* Written problem *
Select every line in the rows that contains the string "spread", and copy each one out in full. Case counts.

>> Begin Records

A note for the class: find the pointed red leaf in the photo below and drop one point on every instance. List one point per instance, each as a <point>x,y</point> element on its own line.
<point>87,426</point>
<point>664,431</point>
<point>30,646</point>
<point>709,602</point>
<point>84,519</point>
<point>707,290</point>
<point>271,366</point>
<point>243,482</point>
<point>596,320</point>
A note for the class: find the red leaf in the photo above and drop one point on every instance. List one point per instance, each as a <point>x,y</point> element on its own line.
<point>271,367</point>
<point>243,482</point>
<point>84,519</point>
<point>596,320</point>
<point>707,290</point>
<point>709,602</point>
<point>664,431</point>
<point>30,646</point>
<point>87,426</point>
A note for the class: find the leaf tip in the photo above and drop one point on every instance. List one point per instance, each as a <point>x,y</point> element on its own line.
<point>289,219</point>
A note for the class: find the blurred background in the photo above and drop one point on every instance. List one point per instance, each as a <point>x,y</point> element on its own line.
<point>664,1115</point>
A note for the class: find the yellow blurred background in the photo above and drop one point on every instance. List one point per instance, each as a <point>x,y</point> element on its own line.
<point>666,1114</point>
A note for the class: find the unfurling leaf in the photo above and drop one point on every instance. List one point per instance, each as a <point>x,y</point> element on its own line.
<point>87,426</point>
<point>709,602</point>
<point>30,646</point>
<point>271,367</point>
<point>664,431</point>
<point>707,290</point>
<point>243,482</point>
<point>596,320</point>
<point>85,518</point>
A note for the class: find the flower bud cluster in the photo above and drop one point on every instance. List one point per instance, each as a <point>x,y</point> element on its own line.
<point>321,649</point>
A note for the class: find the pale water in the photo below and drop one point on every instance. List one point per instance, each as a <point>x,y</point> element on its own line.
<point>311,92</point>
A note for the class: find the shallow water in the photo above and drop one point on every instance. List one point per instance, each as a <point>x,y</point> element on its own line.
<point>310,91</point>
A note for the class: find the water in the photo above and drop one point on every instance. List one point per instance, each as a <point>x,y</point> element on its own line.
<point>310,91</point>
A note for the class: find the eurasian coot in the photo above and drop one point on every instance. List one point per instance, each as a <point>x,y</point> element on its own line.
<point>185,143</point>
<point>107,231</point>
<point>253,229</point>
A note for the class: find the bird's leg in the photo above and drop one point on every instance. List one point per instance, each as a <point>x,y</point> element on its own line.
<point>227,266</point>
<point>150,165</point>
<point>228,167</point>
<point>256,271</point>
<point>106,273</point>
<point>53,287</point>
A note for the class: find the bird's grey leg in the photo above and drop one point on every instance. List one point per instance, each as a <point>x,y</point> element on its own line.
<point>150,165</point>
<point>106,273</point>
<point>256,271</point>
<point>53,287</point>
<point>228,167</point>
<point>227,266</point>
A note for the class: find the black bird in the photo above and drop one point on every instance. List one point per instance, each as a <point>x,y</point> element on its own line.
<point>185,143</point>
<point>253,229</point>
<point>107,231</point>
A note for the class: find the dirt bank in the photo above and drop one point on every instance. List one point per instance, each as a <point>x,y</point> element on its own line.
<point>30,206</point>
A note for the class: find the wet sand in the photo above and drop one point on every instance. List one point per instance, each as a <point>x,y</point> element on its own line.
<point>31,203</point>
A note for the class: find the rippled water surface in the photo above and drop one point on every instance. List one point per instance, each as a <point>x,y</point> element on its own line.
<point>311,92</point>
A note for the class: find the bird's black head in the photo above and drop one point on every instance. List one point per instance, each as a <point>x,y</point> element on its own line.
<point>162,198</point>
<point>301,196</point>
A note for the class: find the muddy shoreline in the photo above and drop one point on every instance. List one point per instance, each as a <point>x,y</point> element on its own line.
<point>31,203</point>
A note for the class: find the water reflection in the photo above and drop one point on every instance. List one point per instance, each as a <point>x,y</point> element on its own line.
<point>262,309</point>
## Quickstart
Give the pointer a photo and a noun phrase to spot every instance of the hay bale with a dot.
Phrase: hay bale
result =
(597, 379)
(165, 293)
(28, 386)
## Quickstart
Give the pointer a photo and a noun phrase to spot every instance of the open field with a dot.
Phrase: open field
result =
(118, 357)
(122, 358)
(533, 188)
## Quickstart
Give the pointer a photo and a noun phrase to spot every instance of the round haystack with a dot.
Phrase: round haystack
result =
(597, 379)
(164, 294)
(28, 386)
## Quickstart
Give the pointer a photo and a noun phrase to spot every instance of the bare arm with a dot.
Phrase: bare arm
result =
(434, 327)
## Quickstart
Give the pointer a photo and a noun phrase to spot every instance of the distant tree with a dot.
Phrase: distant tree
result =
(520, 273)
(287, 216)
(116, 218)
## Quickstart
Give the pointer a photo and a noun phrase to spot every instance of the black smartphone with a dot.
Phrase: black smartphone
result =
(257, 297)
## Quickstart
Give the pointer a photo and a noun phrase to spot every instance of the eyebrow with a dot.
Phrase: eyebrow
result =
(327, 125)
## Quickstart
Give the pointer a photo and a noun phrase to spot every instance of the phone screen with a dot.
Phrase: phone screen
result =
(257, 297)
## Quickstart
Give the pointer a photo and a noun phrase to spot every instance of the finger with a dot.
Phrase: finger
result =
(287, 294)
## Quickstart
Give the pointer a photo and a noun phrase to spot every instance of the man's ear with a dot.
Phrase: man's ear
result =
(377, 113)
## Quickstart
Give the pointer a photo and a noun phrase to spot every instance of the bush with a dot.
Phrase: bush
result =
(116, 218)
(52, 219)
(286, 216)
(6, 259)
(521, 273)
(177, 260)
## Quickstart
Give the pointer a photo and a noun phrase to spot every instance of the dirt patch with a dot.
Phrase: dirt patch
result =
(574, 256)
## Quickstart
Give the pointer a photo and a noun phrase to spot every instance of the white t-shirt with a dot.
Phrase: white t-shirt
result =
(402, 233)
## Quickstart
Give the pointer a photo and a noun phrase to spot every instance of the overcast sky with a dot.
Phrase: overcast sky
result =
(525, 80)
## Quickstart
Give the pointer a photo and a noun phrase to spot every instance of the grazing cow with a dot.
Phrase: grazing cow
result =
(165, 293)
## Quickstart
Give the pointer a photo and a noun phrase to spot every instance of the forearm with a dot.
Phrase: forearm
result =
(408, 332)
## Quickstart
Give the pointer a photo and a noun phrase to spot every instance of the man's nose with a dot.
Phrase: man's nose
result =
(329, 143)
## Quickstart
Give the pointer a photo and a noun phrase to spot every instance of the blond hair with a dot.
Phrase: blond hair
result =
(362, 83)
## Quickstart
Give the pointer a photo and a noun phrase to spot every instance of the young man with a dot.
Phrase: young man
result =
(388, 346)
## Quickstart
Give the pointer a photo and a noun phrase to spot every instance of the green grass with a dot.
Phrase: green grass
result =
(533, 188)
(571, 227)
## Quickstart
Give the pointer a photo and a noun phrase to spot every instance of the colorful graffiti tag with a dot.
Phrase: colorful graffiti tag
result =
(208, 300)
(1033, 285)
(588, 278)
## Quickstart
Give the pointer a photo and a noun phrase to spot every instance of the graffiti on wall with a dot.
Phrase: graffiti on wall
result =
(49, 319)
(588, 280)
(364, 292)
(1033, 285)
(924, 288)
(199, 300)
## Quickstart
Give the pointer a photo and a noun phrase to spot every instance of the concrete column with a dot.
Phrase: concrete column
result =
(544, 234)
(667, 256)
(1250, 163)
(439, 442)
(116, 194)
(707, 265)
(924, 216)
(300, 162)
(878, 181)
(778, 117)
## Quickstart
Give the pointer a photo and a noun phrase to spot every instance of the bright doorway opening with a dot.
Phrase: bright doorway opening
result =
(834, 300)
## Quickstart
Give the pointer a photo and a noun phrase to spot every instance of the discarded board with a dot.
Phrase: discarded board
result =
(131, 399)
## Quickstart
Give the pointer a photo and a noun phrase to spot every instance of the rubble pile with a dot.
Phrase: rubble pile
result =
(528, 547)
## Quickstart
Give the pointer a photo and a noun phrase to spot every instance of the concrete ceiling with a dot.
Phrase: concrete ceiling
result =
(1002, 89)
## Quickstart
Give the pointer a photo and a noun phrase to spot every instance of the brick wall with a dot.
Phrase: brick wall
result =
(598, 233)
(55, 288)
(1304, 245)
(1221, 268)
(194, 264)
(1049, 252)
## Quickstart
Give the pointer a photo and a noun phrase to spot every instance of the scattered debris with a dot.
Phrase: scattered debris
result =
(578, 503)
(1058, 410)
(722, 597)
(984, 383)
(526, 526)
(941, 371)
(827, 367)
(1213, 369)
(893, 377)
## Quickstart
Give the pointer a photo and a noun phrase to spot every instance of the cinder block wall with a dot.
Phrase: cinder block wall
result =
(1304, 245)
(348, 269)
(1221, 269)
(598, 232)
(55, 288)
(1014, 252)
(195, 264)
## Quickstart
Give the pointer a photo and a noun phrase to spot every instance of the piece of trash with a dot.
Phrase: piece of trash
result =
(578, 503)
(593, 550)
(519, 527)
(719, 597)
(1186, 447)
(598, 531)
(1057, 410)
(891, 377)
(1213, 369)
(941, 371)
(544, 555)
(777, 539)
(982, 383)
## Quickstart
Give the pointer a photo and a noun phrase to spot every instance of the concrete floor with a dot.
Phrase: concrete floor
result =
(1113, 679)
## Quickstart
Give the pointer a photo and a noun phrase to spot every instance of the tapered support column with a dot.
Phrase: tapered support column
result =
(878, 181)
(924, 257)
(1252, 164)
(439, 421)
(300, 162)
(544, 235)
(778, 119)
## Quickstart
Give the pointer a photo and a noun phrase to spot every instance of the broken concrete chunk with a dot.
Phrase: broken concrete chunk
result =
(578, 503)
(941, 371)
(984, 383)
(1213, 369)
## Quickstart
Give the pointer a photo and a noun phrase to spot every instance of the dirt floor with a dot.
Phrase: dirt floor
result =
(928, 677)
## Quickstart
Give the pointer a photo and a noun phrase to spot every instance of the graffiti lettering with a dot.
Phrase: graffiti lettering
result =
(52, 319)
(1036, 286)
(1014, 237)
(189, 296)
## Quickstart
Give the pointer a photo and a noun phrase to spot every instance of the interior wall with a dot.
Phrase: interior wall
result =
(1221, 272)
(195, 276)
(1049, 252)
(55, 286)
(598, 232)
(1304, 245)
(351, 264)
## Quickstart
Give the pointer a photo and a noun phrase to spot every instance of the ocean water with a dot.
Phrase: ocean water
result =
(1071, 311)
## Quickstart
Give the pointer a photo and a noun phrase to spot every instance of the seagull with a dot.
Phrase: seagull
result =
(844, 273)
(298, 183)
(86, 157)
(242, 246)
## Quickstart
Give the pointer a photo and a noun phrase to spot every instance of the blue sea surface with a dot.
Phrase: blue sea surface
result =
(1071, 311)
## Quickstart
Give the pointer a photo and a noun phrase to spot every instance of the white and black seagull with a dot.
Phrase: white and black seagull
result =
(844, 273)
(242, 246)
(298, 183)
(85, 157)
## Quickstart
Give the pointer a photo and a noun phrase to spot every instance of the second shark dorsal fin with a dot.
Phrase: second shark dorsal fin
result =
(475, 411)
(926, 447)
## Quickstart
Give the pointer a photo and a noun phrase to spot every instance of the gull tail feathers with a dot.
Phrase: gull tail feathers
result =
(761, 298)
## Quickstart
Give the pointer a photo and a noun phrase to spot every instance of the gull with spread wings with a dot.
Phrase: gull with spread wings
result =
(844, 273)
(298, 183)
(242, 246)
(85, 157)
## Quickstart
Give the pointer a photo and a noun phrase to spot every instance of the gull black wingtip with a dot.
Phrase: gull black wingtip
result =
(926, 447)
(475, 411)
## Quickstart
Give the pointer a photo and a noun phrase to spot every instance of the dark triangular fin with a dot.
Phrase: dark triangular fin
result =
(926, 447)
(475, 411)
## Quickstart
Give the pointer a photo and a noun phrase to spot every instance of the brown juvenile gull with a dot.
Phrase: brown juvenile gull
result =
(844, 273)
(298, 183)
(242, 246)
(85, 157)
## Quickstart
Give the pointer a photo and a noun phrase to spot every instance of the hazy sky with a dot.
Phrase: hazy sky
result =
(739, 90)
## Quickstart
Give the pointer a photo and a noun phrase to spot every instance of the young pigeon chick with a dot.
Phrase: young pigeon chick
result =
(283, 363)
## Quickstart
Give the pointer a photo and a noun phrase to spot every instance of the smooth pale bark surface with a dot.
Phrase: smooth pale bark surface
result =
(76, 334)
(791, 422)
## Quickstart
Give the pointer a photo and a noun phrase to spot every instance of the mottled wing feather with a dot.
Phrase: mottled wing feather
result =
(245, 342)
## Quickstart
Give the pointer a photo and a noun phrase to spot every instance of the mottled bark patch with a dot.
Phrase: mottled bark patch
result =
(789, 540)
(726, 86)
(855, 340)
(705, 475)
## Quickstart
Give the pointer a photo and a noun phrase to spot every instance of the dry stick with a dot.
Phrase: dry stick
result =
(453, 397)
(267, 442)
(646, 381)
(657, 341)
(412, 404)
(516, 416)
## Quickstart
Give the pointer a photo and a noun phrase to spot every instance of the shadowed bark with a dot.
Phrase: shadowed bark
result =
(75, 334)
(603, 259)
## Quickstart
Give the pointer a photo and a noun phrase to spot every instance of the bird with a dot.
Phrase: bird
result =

>> End Records

* Answer in full *
Give the pointer a photo and a noun phrase to spot every instance of the gull with spread wings with a dot.
Phrase: gull with spread wings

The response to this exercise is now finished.